SET TASK
How many of the lines below contain the string "white"? Reply with the number alone.

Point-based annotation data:
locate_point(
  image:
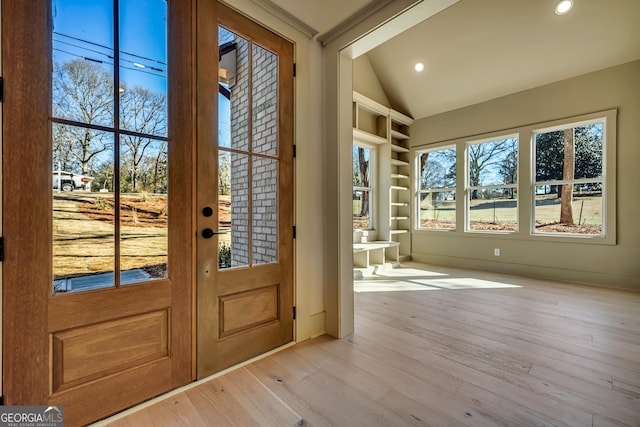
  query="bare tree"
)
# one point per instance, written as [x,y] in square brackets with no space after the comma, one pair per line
[363,164]
[566,211]
[82,92]
[484,155]
[142,111]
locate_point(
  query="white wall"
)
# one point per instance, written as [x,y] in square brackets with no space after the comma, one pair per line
[365,81]
[615,266]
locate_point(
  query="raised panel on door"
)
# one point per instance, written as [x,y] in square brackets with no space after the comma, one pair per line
[97,277]
[244,189]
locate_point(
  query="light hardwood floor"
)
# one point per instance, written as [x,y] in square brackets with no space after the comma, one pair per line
[441,347]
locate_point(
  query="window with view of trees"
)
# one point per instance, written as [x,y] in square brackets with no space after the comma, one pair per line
[362,188]
[569,179]
[492,178]
[569,192]
[437,189]
[109,143]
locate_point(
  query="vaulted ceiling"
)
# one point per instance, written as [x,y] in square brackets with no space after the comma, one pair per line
[478,50]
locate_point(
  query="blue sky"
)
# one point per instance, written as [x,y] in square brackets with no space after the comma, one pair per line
[85,29]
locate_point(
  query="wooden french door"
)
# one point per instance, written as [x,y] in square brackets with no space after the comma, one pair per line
[244,189]
[97,203]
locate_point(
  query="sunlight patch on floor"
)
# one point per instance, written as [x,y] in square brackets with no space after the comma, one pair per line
[390,286]
[415,279]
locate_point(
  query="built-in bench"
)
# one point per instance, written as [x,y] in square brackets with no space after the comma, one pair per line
[380,252]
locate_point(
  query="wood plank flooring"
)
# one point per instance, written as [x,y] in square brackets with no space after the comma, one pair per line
[441,347]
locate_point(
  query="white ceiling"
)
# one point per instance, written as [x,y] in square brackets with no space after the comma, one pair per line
[478,50]
[321,15]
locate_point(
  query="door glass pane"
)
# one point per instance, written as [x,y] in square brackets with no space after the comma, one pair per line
[265,210]
[264,86]
[82,43]
[233,88]
[143,66]
[143,209]
[233,212]
[83,218]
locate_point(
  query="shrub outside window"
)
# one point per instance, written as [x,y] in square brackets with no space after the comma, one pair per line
[569,180]
[436,189]
[492,179]
[362,187]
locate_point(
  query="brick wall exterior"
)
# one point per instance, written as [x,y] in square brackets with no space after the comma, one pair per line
[264,131]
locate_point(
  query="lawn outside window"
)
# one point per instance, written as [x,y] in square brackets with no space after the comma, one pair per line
[557,177]
[436,195]
[363,191]
[570,181]
[492,185]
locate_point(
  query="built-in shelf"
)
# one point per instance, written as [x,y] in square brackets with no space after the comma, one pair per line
[398,135]
[360,135]
[399,232]
[399,149]
[399,176]
[377,125]
[396,162]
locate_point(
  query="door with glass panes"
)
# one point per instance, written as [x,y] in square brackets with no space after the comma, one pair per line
[244,189]
[98,141]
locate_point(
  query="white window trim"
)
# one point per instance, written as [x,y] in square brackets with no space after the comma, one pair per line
[372,183]
[609,138]
[468,188]
[417,191]
[526,187]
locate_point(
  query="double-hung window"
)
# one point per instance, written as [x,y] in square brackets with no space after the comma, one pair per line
[363,187]
[492,179]
[569,181]
[436,195]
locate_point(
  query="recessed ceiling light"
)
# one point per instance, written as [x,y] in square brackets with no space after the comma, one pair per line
[563,7]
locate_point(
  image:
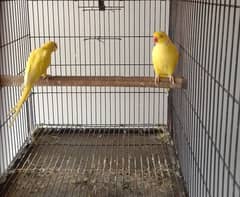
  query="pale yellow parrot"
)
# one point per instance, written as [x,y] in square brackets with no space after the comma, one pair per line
[164,57]
[37,64]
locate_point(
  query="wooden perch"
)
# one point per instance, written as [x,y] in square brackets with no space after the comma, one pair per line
[96,81]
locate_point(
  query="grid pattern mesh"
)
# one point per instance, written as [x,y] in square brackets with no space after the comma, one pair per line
[97,162]
[205,117]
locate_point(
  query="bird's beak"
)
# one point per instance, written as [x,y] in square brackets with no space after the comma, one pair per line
[155,39]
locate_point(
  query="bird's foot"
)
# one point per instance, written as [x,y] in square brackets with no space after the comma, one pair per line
[171,79]
[157,80]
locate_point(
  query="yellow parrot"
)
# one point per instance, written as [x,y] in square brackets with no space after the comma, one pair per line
[164,57]
[37,64]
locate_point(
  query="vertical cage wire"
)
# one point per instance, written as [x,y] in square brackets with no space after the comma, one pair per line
[91,42]
[116,41]
[14,50]
[205,117]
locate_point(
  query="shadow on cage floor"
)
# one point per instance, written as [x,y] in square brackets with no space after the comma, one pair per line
[99,162]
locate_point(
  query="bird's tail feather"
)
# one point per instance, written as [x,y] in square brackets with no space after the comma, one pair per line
[15,110]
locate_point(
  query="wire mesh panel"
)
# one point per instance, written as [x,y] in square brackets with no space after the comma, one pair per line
[114,41]
[14,49]
[206,116]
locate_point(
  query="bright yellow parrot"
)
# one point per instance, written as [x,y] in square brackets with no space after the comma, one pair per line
[164,57]
[37,64]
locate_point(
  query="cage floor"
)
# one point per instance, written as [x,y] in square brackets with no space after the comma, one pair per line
[97,162]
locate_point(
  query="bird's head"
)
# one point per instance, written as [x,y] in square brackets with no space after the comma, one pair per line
[52,46]
[159,37]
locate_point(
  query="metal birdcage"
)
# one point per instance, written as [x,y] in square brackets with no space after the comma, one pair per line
[98,126]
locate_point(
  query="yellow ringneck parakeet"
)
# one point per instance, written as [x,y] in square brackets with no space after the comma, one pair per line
[37,64]
[164,57]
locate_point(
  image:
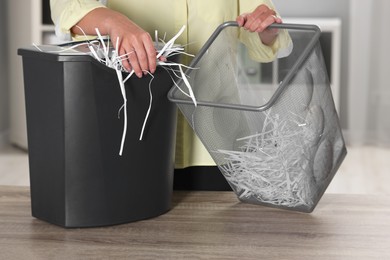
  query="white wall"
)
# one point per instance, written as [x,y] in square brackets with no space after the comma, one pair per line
[4,93]
[328,8]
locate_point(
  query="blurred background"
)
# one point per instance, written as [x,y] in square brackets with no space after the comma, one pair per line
[355,39]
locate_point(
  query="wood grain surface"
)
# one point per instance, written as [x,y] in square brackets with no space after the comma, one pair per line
[207,225]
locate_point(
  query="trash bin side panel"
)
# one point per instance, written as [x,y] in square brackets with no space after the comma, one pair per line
[45,130]
[86,198]
[102,187]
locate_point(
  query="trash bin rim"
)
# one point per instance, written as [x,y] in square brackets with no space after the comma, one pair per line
[284,83]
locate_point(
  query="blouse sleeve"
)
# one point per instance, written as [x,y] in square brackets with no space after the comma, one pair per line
[261,52]
[66,13]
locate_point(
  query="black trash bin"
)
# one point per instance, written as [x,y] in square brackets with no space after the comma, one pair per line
[77,177]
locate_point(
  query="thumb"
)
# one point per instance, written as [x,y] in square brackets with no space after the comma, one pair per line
[241,19]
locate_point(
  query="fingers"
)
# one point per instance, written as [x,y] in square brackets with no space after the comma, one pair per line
[259,19]
[138,54]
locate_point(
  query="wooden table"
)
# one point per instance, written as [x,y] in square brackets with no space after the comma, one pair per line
[207,225]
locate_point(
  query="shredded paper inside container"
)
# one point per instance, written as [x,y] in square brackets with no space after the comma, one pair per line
[271,128]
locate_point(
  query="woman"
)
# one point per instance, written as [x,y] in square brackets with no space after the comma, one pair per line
[133,22]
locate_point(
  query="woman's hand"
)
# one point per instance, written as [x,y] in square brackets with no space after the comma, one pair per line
[134,44]
[258,21]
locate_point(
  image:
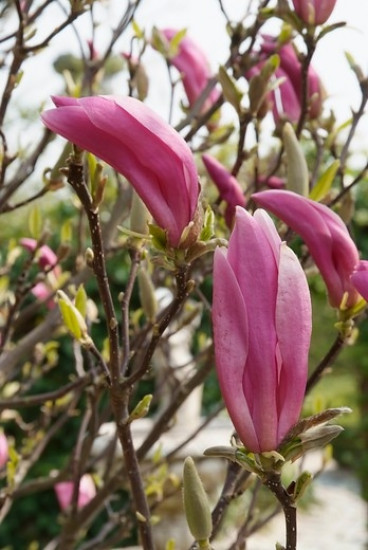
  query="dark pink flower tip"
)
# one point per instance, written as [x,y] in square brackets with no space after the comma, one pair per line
[262,325]
[326,236]
[46,258]
[359,278]
[139,144]
[64,492]
[314,12]
[228,186]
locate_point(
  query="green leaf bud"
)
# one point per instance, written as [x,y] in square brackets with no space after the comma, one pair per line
[196,504]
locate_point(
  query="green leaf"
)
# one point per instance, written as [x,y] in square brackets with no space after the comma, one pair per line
[66,232]
[81,301]
[175,42]
[139,33]
[324,183]
[158,235]
[208,229]
[73,319]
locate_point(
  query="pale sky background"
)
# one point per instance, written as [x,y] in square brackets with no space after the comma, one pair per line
[205,24]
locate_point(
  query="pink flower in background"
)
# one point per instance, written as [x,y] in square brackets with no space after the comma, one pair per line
[314,12]
[136,142]
[64,492]
[273,182]
[194,67]
[228,186]
[4,450]
[286,98]
[46,259]
[327,238]
[262,325]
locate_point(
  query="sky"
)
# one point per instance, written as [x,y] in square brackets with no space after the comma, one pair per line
[205,24]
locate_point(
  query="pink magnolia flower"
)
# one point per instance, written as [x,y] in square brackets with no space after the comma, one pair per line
[228,186]
[64,492]
[46,259]
[286,98]
[314,12]
[262,325]
[359,278]
[4,449]
[136,142]
[194,67]
[327,238]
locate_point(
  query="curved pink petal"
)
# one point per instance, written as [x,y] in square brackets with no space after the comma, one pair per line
[262,324]
[252,257]
[293,327]
[136,142]
[230,327]
[326,236]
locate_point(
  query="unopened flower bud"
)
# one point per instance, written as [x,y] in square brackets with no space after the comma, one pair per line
[196,505]
[297,169]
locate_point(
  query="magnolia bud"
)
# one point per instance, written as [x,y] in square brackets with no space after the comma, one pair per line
[297,169]
[196,505]
[139,216]
[147,294]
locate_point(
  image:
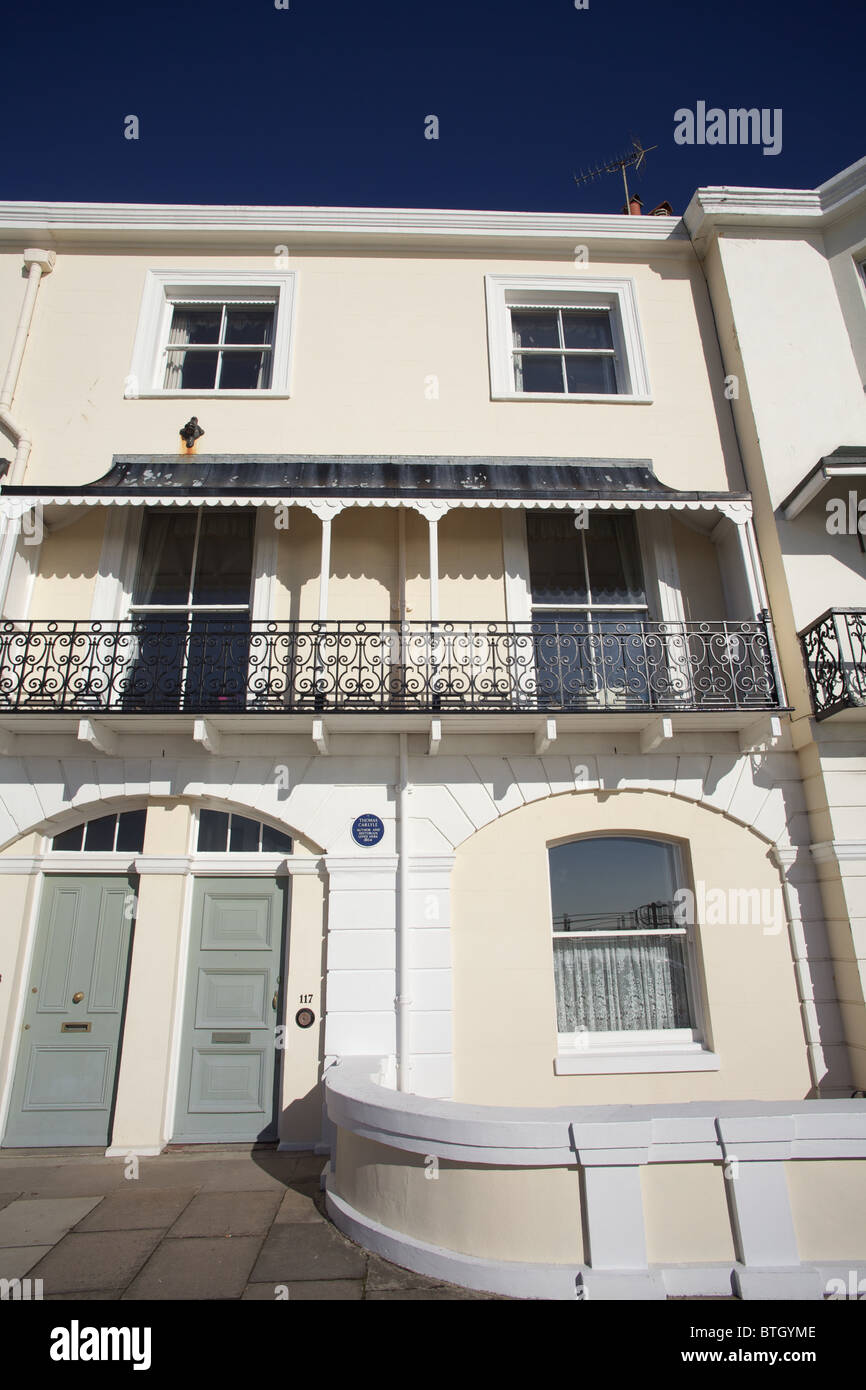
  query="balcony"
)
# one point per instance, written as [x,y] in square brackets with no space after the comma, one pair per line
[238,667]
[836,659]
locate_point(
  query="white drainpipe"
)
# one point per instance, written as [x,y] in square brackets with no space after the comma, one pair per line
[39,263]
[403,1000]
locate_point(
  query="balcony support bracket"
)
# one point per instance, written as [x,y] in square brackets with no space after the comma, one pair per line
[320,737]
[763,733]
[206,734]
[9,742]
[658,731]
[97,736]
[545,734]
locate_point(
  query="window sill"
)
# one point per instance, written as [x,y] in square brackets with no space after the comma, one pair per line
[609,398]
[214,395]
[595,1062]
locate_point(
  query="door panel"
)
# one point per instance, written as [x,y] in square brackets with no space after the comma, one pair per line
[228,1073]
[68,1048]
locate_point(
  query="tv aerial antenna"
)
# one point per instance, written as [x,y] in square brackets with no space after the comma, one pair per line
[634,159]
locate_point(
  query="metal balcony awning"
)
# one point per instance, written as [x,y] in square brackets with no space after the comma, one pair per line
[431,485]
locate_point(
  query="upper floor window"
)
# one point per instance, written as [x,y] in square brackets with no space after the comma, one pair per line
[123,833]
[563,350]
[220,346]
[552,338]
[216,332]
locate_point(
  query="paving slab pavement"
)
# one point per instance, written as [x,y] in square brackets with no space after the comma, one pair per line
[198,1222]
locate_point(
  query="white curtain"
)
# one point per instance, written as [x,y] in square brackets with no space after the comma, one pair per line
[178,337]
[610,986]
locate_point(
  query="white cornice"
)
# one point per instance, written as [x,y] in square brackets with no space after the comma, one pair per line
[719,206]
[287,225]
[831,851]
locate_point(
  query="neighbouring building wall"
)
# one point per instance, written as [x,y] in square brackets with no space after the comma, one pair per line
[804,387]
[845,243]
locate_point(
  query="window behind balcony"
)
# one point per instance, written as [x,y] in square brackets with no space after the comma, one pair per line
[588,610]
[192,612]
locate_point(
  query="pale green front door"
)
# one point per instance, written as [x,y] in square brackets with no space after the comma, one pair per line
[72,1020]
[228,1072]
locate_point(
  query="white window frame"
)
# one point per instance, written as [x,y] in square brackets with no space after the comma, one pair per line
[640,1050]
[619,296]
[164,288]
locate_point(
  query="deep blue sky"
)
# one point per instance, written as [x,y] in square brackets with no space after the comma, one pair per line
[324,103]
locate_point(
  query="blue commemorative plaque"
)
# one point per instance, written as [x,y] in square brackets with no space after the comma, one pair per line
[367,830]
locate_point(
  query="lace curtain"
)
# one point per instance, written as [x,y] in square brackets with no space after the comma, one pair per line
[613,986]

FINISHED TASK
8